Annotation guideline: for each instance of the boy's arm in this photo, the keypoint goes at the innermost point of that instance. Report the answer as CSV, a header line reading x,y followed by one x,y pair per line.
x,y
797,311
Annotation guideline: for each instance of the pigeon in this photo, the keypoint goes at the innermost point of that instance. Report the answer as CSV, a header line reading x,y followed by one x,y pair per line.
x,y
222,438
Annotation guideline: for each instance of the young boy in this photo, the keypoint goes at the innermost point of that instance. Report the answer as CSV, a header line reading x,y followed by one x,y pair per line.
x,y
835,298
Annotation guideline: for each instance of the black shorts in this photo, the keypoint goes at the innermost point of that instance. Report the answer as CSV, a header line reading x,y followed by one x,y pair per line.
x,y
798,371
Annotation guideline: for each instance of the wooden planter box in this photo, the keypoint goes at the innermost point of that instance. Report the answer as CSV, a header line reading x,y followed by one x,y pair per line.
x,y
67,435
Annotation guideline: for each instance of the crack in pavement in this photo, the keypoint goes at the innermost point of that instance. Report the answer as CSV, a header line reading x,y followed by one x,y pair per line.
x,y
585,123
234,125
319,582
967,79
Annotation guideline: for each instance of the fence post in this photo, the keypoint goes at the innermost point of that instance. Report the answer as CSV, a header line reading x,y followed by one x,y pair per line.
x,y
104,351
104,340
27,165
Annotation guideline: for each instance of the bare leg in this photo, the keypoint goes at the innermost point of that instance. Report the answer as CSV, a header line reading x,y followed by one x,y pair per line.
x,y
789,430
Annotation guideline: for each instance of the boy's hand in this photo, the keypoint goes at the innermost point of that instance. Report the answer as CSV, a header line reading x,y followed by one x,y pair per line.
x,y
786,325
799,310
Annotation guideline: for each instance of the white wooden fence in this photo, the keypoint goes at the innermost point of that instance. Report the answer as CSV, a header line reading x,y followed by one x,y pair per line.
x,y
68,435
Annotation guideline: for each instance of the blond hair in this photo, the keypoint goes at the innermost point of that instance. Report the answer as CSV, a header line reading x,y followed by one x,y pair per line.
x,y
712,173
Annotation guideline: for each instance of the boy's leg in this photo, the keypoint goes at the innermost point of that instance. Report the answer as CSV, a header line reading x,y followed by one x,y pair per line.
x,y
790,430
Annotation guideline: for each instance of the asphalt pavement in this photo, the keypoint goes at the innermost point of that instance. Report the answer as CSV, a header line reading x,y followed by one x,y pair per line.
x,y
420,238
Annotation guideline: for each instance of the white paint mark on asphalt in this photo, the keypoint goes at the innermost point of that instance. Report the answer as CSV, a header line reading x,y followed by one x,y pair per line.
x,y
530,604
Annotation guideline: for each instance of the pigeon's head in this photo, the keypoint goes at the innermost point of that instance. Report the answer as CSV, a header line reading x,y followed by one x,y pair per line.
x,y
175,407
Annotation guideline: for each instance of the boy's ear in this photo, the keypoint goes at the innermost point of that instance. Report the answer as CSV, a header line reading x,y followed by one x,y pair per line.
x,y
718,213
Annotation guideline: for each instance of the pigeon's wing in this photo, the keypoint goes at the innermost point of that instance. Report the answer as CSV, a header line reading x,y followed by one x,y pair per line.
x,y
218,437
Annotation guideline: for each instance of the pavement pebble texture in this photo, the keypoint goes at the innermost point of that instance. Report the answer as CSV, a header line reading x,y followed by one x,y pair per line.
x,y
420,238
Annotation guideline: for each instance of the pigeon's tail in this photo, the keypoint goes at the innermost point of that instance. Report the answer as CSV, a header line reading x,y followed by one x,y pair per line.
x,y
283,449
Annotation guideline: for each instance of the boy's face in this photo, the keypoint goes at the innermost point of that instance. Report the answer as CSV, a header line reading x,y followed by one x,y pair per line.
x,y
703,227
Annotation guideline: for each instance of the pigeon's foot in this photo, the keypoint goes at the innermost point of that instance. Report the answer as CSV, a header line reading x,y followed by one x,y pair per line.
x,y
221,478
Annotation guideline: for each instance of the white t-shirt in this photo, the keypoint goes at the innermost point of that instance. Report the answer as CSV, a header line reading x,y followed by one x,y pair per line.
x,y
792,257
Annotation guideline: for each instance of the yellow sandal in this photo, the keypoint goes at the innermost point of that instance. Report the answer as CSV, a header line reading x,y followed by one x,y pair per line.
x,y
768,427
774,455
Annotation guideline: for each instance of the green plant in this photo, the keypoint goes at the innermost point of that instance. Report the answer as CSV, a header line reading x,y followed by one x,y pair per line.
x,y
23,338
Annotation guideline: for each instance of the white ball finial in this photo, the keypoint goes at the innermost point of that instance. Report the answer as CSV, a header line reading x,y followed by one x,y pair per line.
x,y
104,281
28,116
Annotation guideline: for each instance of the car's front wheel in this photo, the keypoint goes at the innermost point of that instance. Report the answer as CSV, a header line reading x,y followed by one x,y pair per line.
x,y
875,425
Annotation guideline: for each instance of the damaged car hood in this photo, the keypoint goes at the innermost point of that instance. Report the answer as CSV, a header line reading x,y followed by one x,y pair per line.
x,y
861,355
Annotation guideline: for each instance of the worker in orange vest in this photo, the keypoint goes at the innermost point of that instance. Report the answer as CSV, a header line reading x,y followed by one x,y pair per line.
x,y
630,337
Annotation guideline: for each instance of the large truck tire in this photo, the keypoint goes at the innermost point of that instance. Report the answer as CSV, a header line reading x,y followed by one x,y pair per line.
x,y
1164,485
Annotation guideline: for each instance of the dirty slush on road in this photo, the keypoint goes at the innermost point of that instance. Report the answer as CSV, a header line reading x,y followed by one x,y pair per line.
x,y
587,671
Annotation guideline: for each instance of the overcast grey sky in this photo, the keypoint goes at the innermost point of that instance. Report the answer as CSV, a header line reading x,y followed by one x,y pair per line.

● **What you are asked to do**: Restate the listing above word for word.

● **Task output**:
Annotation guideline: for each instance of the boy's arm in this photo, the keypoint goes at the innermost point of that instance. Report the answer as CSV, a header line reading x,y followed by one x,y pair per line.
x,y
797,311
Annotation guideline: for each instance of the pigeon in this photo, the keypoint goes at the innermost point of that instance. Report the answer as CSV, a header line reading x,y followed by one x,y pair per line.
x,y
222,438
Annotation guideline: for each instance of the young boy in this photo, the keypoint goes at the innermost point of that instance. Report the answer as CSV, a header line reading x,y followed by one x,y pair per line.
x,y
835,298
Annotation guideline: for each instance of the black shorts in this photo, the keypoint goes at the innermost point of that instance. Report the answer as CSV, a header line reading x,y followed by one x,y pair per line.
x,y
798,371
Annotation guideline: for each instance of the wooden planter box in this photo, the keypoint goes at the innermost point of that instance. Report the answer as CSV, a header line reading x,y followed by one x,y pair per line.
x,y
67,435
Annotation guideline: for each instance of the crack in pavement in this photo, the keypoint goes at the innermost point of that instance. Report the answer as CSV, a header line reading x,y followed by one x,y pair per line.
x,y
585,123
234,125
319,582
967,79
Annotation guideline: for each instance of the fence post in this photo, the keypoint goes at the innermost point of that instance. Report the answer as CSV, a header line reading x,y followed by one x,y pair per line.
x,y
104,351
104,340
27,165
Annotation guideline: for each instance of the bare leg in this photo, the keypoint goes at the innermost point of that instance. Report the answer as CSV, a header line reading x,y followed by one x,y pair per line.
x,y
789,430
Annotation guideline: for each instance of the boy's hand in this photo, the keypoint goes at the innermost point of that instance. Report the answer as CSV, a header line reading x,y followed by one x,y pair per line.
x,y
786,325
799,310
Annotation guideline: for each instance of the white wooden fence in this photo, the keypoint goes at the innermost point of that instance. Report the answer as CSV, a header line reading x,y followed by one x,y pair per line.
x,y
68,435
Annotation guideline: for each instance of the blond hair in this photo, the keypoint goes at the innermost point of that instance. Report the answer as CSV, a header line reading x,y followed by one x,y pair per line.
x,y
712,173
Annotation guideline: for each instance of the boy's leg in this photo, the keypoint goes at the innermost point of that instance. Report the answer as CSV, a header line reading x,y followed by one x,y pair per line.
x,y
790,430
Annotation guideline: for each instance of the asphalt pavement in this photo, the keypoint goes at the innermost point of that instance. Report the answer as CSV, a header line reading x,y followed by one x,y pair per line.
x,y
420,238
Annotation guideline: for each instance of the white paint mark on asphalt in this photo, the keypoint goes at the innermost point of that instance. Report the answer as CSV, a header line reading x,y followed by one x,y pair per line.
x,y
530,604
Annotation guideline: for each instance of the pigeon's head in this photo, the keypoint goes at the innermost point of that instance. Report the answer as CSV, a header line reading x,y followed by one x,y pair per line.
x,y
175,407
Annotation guideline: for each instance of the boy's ear in this photo, the keypoint goes at the innermost point of that instance. Report the answer as CSV, a header line reading x,y followed by one x,y pair per line.
x,y
718,213
Annotation guideline: for each instance of the pigeon's wing in this photo, the keypoint goes at the innermost point of that instance. Report the answer as CSV, a header line reading x,y followed by one x,y pair per line.
x,y
218,437
Annotation guideline: for each instance of the pavement pebble texture in this photo, the keypoint goes at the innermost point of that instance. Report the answer as CSV, a header line reading x,y followed by one x,y pair per line.
x,y
420,238
Annotation guideline: for each instance of the pigeon's tail in this photo, the keypoint goes at the innermost point of that instance. Report the answer as CSV, a header line reading x,y followed by one x,y pair per line.
x,y
283,449
Annotation guideline: for each instance of the boy's face in this photo, the keypoint goes at the innermost point of that instance. Report the answer as CSV, a header line reading x,y followed by one x,y pair per line.
x,y
703,227
Annotation guideline: for each instance of the pigeon's foot in this photo, the keypoint goes at the innermost point of that instance. Report the answer as CSV, a header line reading x,y followed by one x,y pair per line.
x,y
221,478
Annotation guideline: for each instance of the white t-shirt in this photo, the keypoint goes at the innermost point of that instance. Report the answer as CSV, a header line reading x,y followed by one x,y pair per line.
x,y
792,257
Annotation guideline: for each instance of the yellow sandal in this photo, the keypoint goes at the innermost point of that instance. Report the answer as CSV, a header line reading x,y followed by one x,y pair per line.
x,y
768,427
774,455
Annotation guideline: for each instance of the green plant in this photo, the keypoint goes at the innermost point of that instance. Report the answer as CSV, a header line reading x,y followed by one x,y pair per line.
x,y
23,338
Annotation guideline: for each instance of the white ball finial in this photo, the keypoint goes at the innermost point of that instance. Report the answer as CSV, a header line reading x,y followed by one x,y pair per line.
x,y
104,281
28,116
Annotation guideline: for each instance of the car's front wheel in this photo, the keypoint goes at the innermost point of that instance. Report the answer as CSV, a header line reading x,y followed by one x,y pair per line.
x,y
875,425
Annotation guideline: for each instance of the damaged car hood in this photo, the keypoint goes at the innermost point of that instance. Report the answer as CSV, a header line reading x,y followed by one x,y pair per line.
x,y
861,355
Annotation guideline: for each instance of the worker in orange vest in this photo, the keypoint goes at the innermost point of that instance. Report the answer as CSV, a header line reading x,y followed by one x,y pair per line.
x,y
630,337
Annotation guideline: for each instance of the large truck tire in this photo, the keypoint goes at the innermost point of that instance. Report the answer as CSV, a header line reading x,y followed by one x,y pair per line.
x,y
1164,485
Annotation guideline: for each instance of the dirty slush on road in this photo, the keypoint goes at the innermost point of that instance. Report the answer as CSV, a header line reading x,y followed by one x,y pair per line.
x,y
587,671
Annotation guideline: for each instance of the overcast grey sky in this photo, the keypoint goes at the innermost point of that instance. Report the answer as CSV, a header line reading x,y followed by one x,y pair per line.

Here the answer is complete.